Dataset extract start
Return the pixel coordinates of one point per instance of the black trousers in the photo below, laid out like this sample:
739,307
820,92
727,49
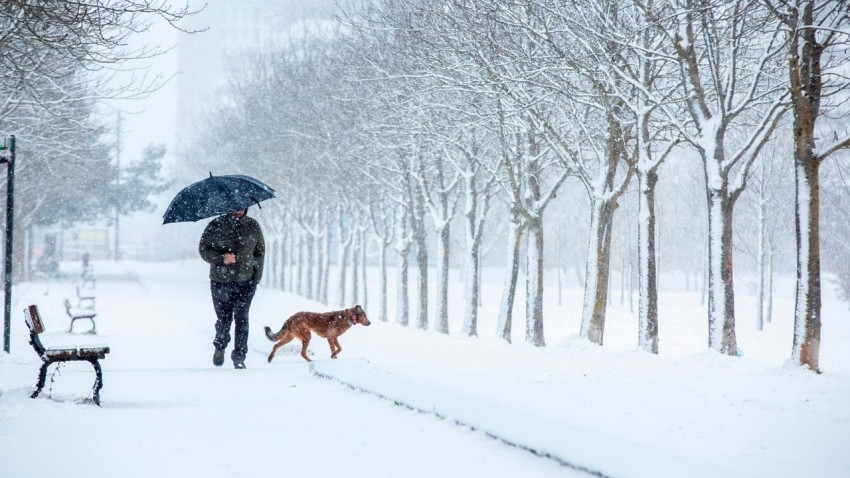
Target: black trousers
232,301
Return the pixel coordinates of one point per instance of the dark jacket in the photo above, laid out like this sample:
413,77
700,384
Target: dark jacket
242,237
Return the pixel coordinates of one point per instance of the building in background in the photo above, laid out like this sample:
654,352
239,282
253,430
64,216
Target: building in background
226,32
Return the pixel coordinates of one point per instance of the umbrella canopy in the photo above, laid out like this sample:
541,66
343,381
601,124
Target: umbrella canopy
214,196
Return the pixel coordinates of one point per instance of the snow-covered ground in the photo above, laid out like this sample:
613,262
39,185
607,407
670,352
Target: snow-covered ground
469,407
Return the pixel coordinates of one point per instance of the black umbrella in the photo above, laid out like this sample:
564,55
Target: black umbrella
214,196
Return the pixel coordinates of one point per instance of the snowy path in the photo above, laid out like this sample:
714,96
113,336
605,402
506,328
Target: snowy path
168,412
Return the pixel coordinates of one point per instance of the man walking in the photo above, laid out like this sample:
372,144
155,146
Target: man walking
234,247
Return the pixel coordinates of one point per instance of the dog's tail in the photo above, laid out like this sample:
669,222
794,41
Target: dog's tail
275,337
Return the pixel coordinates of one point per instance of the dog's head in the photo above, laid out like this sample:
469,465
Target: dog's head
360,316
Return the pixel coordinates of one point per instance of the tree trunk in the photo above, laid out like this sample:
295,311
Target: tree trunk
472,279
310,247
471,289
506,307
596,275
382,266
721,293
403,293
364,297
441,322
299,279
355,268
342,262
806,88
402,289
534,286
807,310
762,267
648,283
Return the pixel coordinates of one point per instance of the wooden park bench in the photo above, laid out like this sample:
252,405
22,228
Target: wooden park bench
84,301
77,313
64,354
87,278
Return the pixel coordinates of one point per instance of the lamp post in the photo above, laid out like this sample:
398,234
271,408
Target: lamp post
Dataset extract end
◆ Problem statement: Without including the pictures, reproduce all entries exactly.

◆ Solution to this problem:
Return the pixel coordinates of one point per instance of the black trousers in the photo below, laid out like this sample:
739,307
820,92
727,49
Target: black trousers
232,301
Return the pixel coordinates of one point per instance of the dark jacket in the photo above, laid out like this sample:
413,77
700,384
Target: dark jacket
242,237
Return the pixel coordinates of one point per instance of the building in background in the photo above, laid out like this sample:
654,352
239,282
253,430
64,216
Target: building in background
226,32
Return the pixel coordinates of one point per instance of the umbrella canopy in the photo above, laid out like this sample:
541,66
343,381
601,124
Target: umbrella canopy
214,196
Return the pixel coordinates of one point per instance of the snow-covered ground in the photo above, laid out like this sample:
613,262
39,185
607,407
670,352
Target: snow-covered ground
469,407
Return the pixel coordinates of one point per instance of the black umbrella in the photo above, laid out like this sample:
564,55
Target: black umbrella
214,196
Return the pixel coordinates of one point per instance of the snowy path in the photo above, laid out like this sample:
714,96
113,336
605,402
506,328
Target: snowy path
168,412
Return the pixel coordinates of one point per instance of the man walking in the photo above, laid out like this sample:
372,144
155,146
Target: man walking
234,247
Return the pixel coordinates of one point per instance of the dog's tail in the photo above, laid out like this sample:
669,222
794,41
Target: dog's tail
275,337
Return the pixel coordinates of one point per instance of the dog's head in the photo above, laid out like this sample:
469,465
Target: dog's head
360,316
Return the pixel coordinates of one point per instance of the tree trunk in the photo above, laid out like this sample:
295,311
Target: tree trunk
472,279
310,247
471,289
506,307
596,275
382,266
721,293
403,293
364,297
441,322
299,279
355,268
342,262
806,88
402,289
534,286
807,310
762,267
648,283
Return the pixel coordinates of one point per instance of the wooden park bench in the photo above, laid out like this sample:
252,405
22,228
Target: wooden park bench
84,301
77,313
64,354
87,278
Return the pixel coordinates of one point per instance of the lamp post in the photo above, laid out like this sample:
398,234
271,408
Target: lamp post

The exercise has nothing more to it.